WHAT IS NEEDED:
Render every entry exactly as it appears.

Shape annotation entries
[Start]
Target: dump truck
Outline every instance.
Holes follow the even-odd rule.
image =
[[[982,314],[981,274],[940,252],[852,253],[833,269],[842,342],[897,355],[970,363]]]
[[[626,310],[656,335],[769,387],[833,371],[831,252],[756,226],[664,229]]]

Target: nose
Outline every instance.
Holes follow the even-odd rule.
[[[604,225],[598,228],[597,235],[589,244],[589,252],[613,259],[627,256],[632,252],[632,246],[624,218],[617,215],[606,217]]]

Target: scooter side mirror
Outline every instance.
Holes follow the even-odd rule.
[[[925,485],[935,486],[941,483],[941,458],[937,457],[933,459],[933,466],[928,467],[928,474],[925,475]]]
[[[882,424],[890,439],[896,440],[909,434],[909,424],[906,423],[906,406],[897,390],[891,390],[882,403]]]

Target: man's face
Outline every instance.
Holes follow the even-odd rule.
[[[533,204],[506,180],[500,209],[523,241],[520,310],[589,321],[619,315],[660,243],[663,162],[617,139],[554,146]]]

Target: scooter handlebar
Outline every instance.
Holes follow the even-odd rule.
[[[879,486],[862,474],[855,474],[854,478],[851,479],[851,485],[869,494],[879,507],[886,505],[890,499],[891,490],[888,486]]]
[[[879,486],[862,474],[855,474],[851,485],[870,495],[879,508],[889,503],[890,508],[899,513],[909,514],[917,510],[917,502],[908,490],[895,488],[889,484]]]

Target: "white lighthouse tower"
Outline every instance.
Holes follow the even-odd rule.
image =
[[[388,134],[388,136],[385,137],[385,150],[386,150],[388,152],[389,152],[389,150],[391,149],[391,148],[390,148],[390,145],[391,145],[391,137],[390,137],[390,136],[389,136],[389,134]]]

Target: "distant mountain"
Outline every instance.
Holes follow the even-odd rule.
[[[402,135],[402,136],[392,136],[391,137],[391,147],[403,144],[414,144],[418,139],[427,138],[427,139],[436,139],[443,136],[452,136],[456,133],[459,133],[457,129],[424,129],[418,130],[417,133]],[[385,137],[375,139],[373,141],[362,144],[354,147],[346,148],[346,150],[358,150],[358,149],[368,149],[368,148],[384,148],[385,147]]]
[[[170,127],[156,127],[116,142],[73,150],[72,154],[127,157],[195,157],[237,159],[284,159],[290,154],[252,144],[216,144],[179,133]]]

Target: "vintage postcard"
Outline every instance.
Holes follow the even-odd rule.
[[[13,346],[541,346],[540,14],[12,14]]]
[End]
RESULT OF THIS TASK:
Target: dump truck
Outline every instance.
Holes follow the even-odd rule.
image =
[[[982,314],[981,274],[940,252],[852,253],[833,269],[842,342],[897,355],[970,363]]]
[[[626,310],[656,335],[769,387],[833,371],[831,252],[756,226],[664,229]]]

Target: nose
Outline every instance.
Holes follow the even-odd rule.
[[[604,225],[598,228],[597,235],[589,244],[589,252],[613,259],[627,256],[632,252],[632,246],[624,218],[617,215],[606,217]]]

Target: scooter side mirror
Outline every instance.
Holes follow the even-odd rule.
[[[925,485],[935,486],[941,483],[941,458],[937,457],[933,459],[933,466],[928,467],[928,474],[925,475]]]
[[[882,424],[890,439],[896,440],[909,434],[909,424],[906,423],[906,406],[897,390],[891,390],[882,403]]]

Target: man's face
Outline every instance.
Holes follow the even-odd rule.
[[[533,204],[506,180],[500,209],[523,241],[520,310],[589,321],[619,315],[660,243],[663,162],[617,139],[554,146]]]

Target: scooter handlebar
Outline every instance.
Holes follow the even-odd rule.
[[[879,486],[862,474],[855,474],[854,478],[851,479],[851,485],[869,494],[879,507],[886,505],[890,499],[891,490],[888,486]]]
[[[879,486],[862,474],[855,474],[851,485],[870,495],[879,508],[889,503],[890,508],[899,513],[909,514],[917,510],[917,502],[908,490],[895,488],[889,484]]]

Target: "white lighthouse tower"
Outline every instance.
Holes follow the even-odd rule.
image =
[[[388,134],[388,136],[385,137],[385,150],[386,150],[388,152],[389,152],[389,150],[391,149],[391,148],[390,148],[390,145],[391,145],[391,137],[390,137],[390,136],[389,136],[389,134]]]

Target: "distant mountain"
Outline every instance.
Holes follow the even-odd rule.
[[[402,135],[402,136],[392,136],[391,137],[391,147],[403,144],[414,144],[418,139],[427,138],[427,139],[436,139],[443,136],[452,136],[456,133],[459,133],[457,129],[424,129],[418,130],[417,133]],[[385,137],[375,139],[373,141],[362,144],[354,147],[346,148],[346,150],[358,150],[358,149],[368,149],[368,148],[384,148],[385,147]]]
[[[170,127],[156,127],[116,142],[73,150],[72,154],[127,157],[195,157],[237,159],[284,159],[290,154],[252,144],[216,144],[179,133]]]

Target: "vintage postcard"
Outline every instance.
Holes follow the even-odd rule.
[[[13,346],[541,346],[540,14],[12,14]]]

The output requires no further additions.